START Exercise passage

Simons Global Diversity Panel

In this tutorial we will use smcsmc to analyse the population history of a population from the Simons Global Diversity Panel.

We very arbitrarily chose to analyse the population history of the Mbuti, a South-Central African group with an ancient divergence from the rest of the continent.

Downloading and Converting Data

We will only download one chromosome of data for the sake of this tutorial.

First, make a new folder to hold your analysis of the Mbuti:

mkdir smcsmc-mbuti
cd smcsmc-mbuti

We will download a small chromosome from the phased release of the SGDP provided by the Reich Lab and save it as sgdp_phased_chr21.vcf.gz:

wget https://sharehost.hms.harvard.edu/genetics/reich_lab/sgdp/phased_data/PS2_multisample_public/cteam_extended.v4.PS2_phase.public.chr21.vcf.gz -O sgdp_phased_chr21.vcf.gz

We then need to convert this sample from vcf file format to the segments which smcsmc requires. We can use smcsmc.vcf_to_seg().

import smcsmc

smcsmc.vcf_to_seg(
        [('sgdp_phased_chr21.vcf.gz', 'S_Mbuti-1')],
        output = 'mbuti_chr21.seg.gz',
        chroms = [21])

Warning

This can take a few minutes.

Now we have a list of all the segments in the Mbuti individual.

Running the Model

We are going to follow a very similar procedure as the Getting Started guide:

import os

smcsmcpath = os.path.expandvars('${CONDA_PREFIX}/bin/smcsmc')

END Exercise passage

### Task requirements
**a.** Write out the smcsmc tutorial above word for word, from "mkdir smcsmc-mbuti" up to and including "can use smcsmc.vcf_to_seg().".
**b.** Extend the smcsmc tutorial above, starting after its final line.

START Listed records

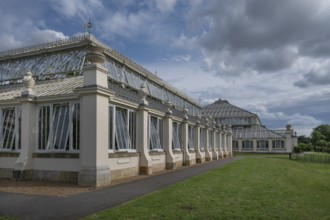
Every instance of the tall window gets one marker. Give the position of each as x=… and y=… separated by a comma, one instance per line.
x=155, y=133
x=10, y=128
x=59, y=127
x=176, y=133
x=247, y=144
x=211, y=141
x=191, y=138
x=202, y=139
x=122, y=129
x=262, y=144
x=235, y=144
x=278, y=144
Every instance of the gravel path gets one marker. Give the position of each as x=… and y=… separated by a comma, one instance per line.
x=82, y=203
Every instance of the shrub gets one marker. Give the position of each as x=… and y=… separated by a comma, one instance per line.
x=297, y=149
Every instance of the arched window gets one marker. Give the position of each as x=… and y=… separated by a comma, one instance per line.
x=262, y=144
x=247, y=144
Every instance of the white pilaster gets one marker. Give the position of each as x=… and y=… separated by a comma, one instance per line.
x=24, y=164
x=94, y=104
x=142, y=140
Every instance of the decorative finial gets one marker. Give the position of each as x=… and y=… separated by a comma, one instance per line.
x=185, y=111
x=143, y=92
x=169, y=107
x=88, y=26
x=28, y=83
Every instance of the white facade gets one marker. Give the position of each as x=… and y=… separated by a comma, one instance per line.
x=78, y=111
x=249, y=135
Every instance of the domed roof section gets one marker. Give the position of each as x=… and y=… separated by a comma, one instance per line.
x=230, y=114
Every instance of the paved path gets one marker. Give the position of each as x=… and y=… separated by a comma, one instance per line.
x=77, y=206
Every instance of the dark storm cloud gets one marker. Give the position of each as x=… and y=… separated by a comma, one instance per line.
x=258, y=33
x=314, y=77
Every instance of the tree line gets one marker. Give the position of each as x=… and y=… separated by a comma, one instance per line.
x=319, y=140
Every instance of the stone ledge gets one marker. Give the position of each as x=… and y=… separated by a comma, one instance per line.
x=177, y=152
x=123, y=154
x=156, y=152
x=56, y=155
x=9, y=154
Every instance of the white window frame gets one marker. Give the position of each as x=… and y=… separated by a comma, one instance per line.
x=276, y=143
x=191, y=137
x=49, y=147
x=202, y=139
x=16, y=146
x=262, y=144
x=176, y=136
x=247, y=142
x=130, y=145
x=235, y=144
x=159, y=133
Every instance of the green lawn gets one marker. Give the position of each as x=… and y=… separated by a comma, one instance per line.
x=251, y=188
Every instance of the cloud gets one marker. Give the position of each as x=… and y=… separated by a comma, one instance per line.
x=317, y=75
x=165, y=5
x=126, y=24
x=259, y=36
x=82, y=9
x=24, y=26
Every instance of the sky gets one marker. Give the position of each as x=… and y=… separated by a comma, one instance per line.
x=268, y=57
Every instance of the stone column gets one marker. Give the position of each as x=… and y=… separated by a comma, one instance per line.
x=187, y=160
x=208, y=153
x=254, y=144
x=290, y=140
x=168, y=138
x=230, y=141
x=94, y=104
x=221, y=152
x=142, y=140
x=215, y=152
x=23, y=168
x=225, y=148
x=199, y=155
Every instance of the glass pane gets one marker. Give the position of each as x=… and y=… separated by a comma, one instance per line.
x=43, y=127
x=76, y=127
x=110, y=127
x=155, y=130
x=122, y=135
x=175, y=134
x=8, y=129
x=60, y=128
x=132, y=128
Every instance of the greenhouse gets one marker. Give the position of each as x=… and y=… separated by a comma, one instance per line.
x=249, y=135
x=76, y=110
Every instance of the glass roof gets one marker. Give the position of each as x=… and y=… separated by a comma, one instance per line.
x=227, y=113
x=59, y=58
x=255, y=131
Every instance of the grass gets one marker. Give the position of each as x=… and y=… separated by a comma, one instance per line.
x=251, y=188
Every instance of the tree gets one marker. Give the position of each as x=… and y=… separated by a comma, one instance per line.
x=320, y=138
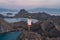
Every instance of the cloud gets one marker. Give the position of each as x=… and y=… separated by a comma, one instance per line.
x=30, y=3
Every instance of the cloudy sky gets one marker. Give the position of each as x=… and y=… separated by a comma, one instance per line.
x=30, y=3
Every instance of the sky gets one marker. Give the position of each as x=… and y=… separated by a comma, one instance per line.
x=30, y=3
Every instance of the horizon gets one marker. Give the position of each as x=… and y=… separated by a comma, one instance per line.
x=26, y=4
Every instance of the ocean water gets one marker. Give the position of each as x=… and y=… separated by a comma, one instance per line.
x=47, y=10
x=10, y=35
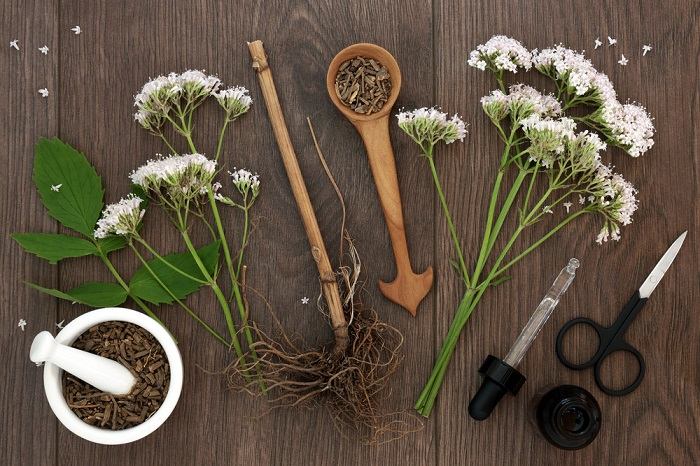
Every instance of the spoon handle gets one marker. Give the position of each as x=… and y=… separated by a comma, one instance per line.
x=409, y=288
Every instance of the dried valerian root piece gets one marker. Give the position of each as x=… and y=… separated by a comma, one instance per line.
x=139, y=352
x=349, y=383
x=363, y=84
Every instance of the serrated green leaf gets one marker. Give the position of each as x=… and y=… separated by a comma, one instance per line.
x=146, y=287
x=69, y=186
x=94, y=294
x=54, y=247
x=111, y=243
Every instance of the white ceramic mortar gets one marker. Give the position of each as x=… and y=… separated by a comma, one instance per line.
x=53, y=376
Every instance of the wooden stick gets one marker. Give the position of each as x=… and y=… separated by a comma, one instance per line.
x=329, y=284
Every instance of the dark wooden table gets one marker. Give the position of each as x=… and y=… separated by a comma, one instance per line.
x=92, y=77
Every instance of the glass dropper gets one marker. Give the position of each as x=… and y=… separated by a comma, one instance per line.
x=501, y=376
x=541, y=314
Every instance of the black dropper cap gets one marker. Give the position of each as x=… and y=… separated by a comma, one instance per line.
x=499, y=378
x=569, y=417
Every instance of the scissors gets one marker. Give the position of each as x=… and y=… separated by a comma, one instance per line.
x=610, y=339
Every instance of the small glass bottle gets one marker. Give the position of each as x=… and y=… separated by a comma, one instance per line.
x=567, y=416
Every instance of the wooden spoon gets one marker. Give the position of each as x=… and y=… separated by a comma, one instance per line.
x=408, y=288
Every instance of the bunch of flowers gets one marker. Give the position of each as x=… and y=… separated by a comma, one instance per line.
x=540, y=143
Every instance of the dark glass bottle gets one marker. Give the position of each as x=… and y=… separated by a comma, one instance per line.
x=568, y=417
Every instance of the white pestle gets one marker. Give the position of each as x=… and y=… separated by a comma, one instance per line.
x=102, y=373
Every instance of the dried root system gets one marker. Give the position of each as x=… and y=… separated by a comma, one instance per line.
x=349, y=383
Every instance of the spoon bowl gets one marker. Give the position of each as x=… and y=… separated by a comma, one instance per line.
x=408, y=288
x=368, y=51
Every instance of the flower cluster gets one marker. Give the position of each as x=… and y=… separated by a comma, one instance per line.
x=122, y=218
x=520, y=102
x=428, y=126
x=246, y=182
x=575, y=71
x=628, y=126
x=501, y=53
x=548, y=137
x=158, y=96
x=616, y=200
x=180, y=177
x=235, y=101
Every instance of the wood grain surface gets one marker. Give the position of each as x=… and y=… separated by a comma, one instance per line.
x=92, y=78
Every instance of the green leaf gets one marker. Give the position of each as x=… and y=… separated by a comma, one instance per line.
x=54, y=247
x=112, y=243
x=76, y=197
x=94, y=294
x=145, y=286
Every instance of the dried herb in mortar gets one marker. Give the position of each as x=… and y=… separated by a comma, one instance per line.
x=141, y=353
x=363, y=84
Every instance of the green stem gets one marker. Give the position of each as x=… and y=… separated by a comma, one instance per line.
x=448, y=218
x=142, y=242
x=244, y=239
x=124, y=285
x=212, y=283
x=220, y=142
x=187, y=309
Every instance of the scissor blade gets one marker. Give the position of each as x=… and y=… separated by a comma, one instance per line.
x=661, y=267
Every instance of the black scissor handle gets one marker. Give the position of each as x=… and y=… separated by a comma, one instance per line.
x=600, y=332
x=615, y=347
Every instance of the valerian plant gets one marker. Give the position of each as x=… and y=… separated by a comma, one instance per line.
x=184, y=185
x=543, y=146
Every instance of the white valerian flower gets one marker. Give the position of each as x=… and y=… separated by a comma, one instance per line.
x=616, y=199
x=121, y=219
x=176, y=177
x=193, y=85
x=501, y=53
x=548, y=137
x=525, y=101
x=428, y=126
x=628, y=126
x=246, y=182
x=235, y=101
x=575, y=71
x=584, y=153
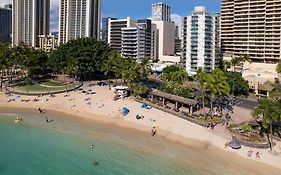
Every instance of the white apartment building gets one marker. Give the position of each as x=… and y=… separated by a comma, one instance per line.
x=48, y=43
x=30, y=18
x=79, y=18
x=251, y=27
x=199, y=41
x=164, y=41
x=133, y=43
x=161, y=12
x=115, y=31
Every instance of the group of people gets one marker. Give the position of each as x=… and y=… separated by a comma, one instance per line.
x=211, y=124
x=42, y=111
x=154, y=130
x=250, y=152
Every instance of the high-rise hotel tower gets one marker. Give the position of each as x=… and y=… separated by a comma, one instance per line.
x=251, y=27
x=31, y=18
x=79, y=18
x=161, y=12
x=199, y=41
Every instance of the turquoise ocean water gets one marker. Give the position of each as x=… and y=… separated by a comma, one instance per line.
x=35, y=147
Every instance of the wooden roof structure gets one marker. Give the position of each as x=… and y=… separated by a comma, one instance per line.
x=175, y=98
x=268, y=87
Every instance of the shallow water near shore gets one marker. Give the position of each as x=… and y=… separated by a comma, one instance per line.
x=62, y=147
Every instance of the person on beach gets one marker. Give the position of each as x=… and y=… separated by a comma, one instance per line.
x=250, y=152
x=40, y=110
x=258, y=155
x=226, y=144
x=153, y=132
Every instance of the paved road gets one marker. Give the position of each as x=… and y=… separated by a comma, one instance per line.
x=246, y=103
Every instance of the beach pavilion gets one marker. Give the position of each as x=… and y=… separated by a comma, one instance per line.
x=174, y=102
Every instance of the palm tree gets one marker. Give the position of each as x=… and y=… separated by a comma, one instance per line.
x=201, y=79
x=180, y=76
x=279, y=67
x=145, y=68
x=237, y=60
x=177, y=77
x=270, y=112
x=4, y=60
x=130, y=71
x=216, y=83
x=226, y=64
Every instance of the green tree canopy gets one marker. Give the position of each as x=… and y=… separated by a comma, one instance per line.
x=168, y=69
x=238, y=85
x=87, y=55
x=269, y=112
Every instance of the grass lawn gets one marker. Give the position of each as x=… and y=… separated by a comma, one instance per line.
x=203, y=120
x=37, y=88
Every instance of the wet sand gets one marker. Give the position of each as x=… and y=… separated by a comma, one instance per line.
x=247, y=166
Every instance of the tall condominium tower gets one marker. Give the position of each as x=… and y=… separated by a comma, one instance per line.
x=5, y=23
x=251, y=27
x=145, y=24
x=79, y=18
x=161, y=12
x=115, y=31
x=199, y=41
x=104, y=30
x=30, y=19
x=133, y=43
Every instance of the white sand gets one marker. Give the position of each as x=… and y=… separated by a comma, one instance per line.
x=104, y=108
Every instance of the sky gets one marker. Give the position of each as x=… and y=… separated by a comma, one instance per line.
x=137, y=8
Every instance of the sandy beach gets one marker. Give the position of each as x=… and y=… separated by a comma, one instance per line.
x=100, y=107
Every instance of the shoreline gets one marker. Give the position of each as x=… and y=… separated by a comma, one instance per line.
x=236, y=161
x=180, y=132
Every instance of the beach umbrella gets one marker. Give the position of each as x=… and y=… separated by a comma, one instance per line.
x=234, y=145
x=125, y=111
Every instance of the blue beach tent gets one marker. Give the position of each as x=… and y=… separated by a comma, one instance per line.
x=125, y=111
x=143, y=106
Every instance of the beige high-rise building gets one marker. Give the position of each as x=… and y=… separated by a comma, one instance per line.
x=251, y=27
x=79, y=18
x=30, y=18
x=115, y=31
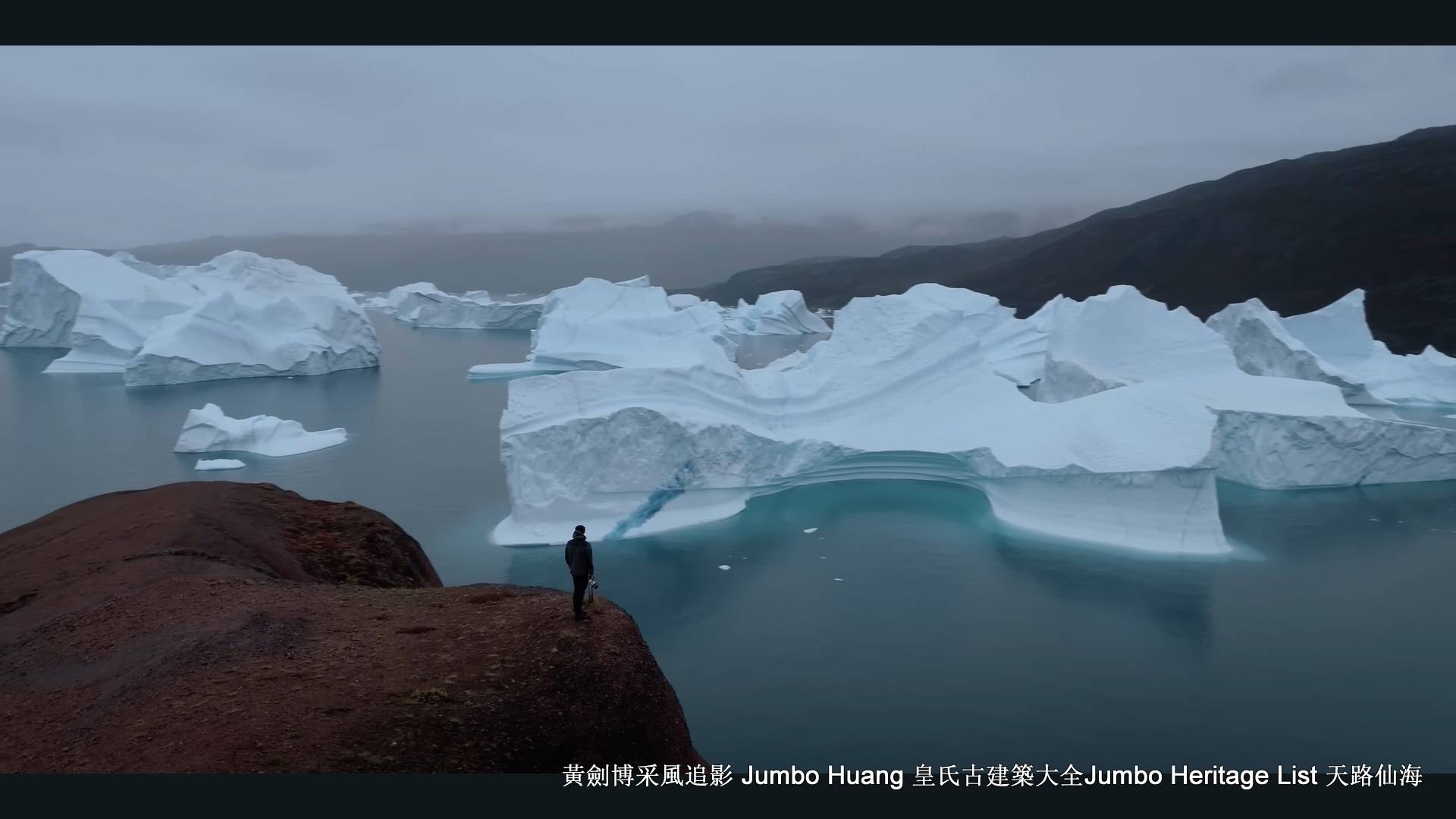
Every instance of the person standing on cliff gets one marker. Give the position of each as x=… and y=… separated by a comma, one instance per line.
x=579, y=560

END Listed records

### Task responses
**a.**
mkdir smcsmc-mbuti
cd smcsmc-mbuti

We will download a small chromosome from the phased release of the SGDP provided by the Reich Lab and save it as sgdp_phased_chr21.vcf.gz:

wget https://sharehost.hms.harvard.edu/genetics/reich_lab/sgdp/phased_data/PS2_multisample_public/cteam_extended.v4.PS2_phase.public.chr21.vcf.gz -O sgdp_phased_chr21.vcf.gz

We then need to convert this sample from vcf file format to the segments which smcsmc requires. We can use smcsmc.vcf_to_seg().

**b.**
args = {
        'EM':                           '15',
        'Np':                           '10000',

        # Submission Parameters
        'chunks':                       '100',
        'no_infer_recomb':              '',

        'smcsmcpath':                   smcsmcpath,

        # Other inference parameters
        'mu':                           '1.25e-9',
        'N0':                           '14312',
        'rho':                          '3e-9',
        'calibrate_lag':                '1.0',
        'tmax':                         '3.5',
        'alpha':                        '0',
        'apf':                          '2',
        'P':                            '133 133016 31*1',
        'VB':                           '',
        'nsam':                         '2',

        # Files
        'o':                            'run',
        'seg':                          'mbuti_chr21.seg.gz'
}

If you are able, add in the c flag to run on a cluster compute system.

Then simply run the model.

smcsmc.run_smcsmc(args)

Todo

Run this model and include a plot of the results.